SUPPLIED TEXT =
----

THE MECHANISM OF SPRING
Atsushi Wada
Japan | 2010 | 4 min. | DV | Prix DeVarti Funniest Film Award
An expression of the itchy feelings everyone experiences when Spring comes.
–AW
I TOUCHED HER LEGS
Eva Marie Rødbro
Denmark | 2010 | 15 min. | DV | Emerging Experimental Video Artist Award An extraordinary portrait of a group of Southern teens hanging out in cars, rooms, and neighbourhood yards in humid pool-party weather.
PINK
Soon-Mi Yoo
South Korea / USA | 2011 | 6 min. | DV | Jury Award
PINK is a glimpse into a world of Itaewon in Seoul, South Korea. Itaewon was an R&R area for the US soldiers from the Yongsan military base. Although it is still patrolled by US military personnel, foreign workers from Southeast Asia and Africa also frequent the district. In a small concentrated area called Hooker Hill, women sit inside bars and "screen" potential customers.
–SMY
IT, HEAT, HIT
Laure Prouvost
England | 2010 | 7 min. | DV
IT, HEAT, HIT constructs and propels an inferred story through a fast-moving sequence of written commentary and excerpts of everyday incidents and pictures that have been filmed by the artist.

----

EXTRACTED RECORDS =

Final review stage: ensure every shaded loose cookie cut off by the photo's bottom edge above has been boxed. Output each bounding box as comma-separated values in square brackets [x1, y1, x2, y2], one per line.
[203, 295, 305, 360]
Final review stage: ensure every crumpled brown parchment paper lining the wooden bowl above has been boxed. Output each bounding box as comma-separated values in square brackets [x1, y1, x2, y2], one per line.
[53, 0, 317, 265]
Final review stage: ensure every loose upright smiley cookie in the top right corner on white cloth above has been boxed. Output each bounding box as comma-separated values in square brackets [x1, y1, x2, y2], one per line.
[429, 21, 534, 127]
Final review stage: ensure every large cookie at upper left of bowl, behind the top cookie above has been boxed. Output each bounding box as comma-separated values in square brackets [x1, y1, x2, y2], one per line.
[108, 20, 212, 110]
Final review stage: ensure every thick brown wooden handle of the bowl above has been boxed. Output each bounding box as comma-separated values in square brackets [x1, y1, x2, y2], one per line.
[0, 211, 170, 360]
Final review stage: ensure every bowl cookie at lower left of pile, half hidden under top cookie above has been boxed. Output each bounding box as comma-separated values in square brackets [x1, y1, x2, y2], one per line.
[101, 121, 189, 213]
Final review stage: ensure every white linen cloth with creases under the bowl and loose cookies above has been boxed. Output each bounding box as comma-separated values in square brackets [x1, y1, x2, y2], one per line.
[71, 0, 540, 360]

----

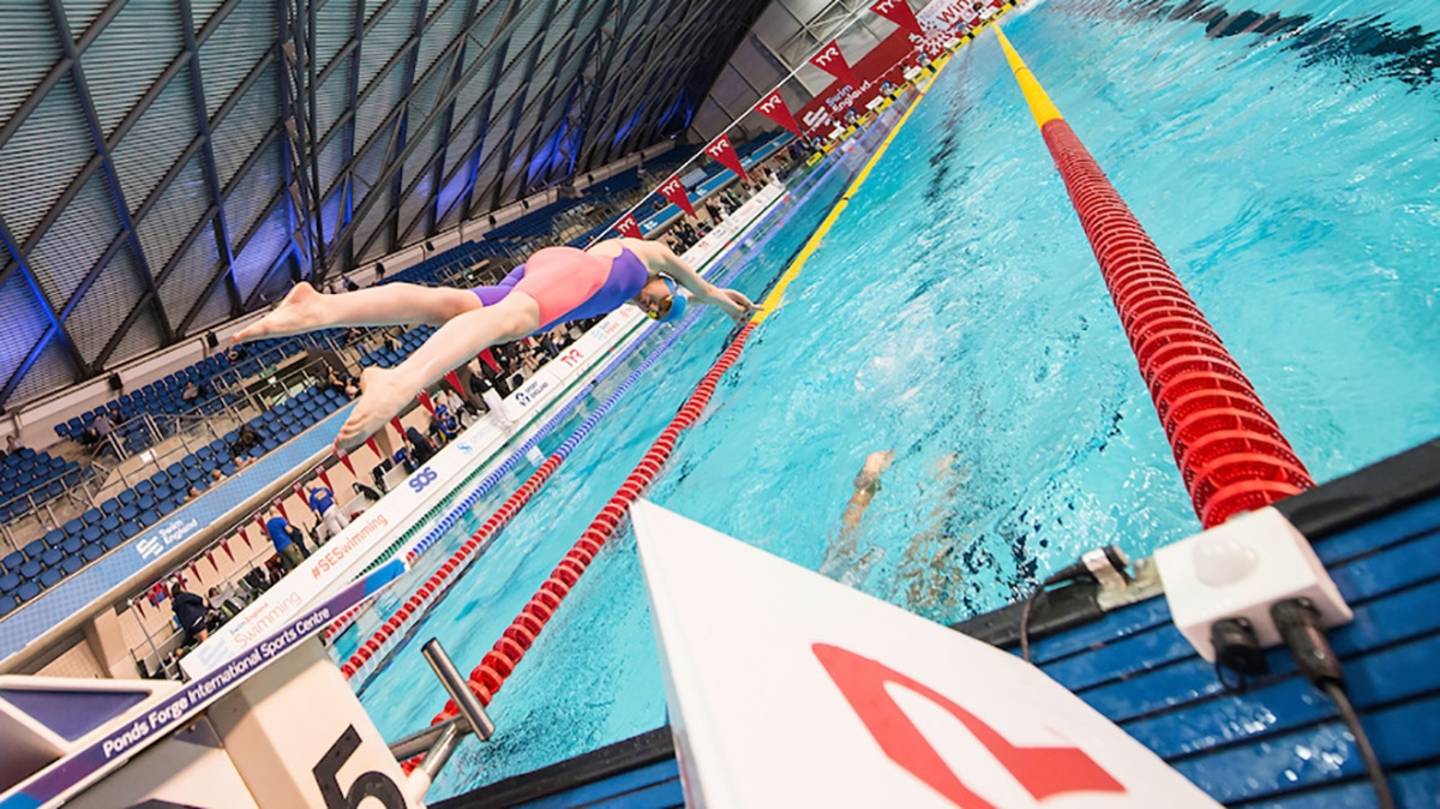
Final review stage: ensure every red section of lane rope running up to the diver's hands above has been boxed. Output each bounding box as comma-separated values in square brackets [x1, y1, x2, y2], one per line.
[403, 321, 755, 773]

----

PROBLEMS AND TASKS =
A – Do these statements agree with the film listing? Answer yes or no for each, and quote the words from the listing that decide it. (i) PINK runs six minutes. (ii) I TOUCHED HER LEGS comes from Japan. (iii) Itaewon is no longer patrolled by US military personnel.
B – Copy the film listing word for word from "THE MECHANISM OF" to "when Spring comes.".

ANSWERS FOR THIS EXERCISE =
A –
(i) Yes: "6 min."
(ii) No: "Denmark | 2010 | 15 min."
(iii) No: "Although it is still patrolled by US military personnel"

B –
THE MECHANISM OF SPRING
Atsushi Wada
Japan | 2010 | 4 min. | DV | Prix DeVarti Funniest Film Award
An expression of the itchy feelings everyone experiences when Spring comes.